Votre tâche |
Veuillez recopier à l'identique le passage du texte sur la Tour de Londres qui commence par « La Tour de Londres représente » et se poursuit jusqu'à « certain temps déjà. ».

Texte fourni |
• • • • •

La Tour de Londres représente un endroit des plus importants dans Shadow Nexus, en ce qu’elle est le lieu d’un Node de grande puissance qui cause bien des ennuis aux mages de la ville, et ce depuis un certain temps déjà.
Histoire
Construite en 1066-1067 sur ordre de Guillaume le Conquérant, la Tour de Londres est devenue au cours des siècles un complexe de plusieurs bâtiments sur la Tamise, centré autour de la Tour Blanche, bâtiments qui servaient de forteresse, d’arsenal, de trésorerie, d’hôtel des monnaies, de prison et de palais, même si le dernier souverain à y avoir de fait résidé était James I.

• • • • •

Lignes de données d'annotation de boîtes
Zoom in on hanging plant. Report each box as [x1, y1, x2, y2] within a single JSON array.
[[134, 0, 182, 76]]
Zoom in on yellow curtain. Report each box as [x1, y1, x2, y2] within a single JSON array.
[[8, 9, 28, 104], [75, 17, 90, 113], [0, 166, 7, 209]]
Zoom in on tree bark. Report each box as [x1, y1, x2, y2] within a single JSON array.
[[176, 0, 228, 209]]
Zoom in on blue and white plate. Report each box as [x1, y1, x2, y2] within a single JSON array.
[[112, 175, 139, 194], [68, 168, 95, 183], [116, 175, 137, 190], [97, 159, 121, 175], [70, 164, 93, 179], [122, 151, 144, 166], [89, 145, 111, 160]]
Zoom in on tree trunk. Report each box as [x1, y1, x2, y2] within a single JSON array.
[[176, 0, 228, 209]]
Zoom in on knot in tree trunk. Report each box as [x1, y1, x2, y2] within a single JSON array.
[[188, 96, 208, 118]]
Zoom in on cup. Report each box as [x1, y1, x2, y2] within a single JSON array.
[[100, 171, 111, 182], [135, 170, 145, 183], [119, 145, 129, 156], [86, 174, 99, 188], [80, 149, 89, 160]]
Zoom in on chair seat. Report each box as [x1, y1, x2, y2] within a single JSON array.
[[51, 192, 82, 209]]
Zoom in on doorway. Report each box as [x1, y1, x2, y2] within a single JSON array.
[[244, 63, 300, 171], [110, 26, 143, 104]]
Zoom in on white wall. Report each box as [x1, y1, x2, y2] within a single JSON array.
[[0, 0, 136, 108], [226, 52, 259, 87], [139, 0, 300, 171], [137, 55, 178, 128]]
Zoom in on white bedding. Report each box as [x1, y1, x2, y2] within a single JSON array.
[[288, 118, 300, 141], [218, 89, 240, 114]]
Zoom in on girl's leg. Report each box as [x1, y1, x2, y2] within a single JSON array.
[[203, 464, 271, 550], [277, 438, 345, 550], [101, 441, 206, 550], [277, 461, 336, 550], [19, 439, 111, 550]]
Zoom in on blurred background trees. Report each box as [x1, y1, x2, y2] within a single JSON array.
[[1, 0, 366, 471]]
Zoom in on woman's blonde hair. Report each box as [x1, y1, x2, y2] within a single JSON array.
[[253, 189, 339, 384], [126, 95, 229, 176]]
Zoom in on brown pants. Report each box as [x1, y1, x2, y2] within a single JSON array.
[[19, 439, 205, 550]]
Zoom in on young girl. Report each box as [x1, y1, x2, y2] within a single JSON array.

• • • • •

Bonne réponse |
La Tour de Londres représente un endroit des plus importants dans Shadow Nexus, en ce qu’elle est le lieu d’un Node de grande puissance qui cause bien des ennuis aux mages de la ville, et ce depuis un certain temps déjà.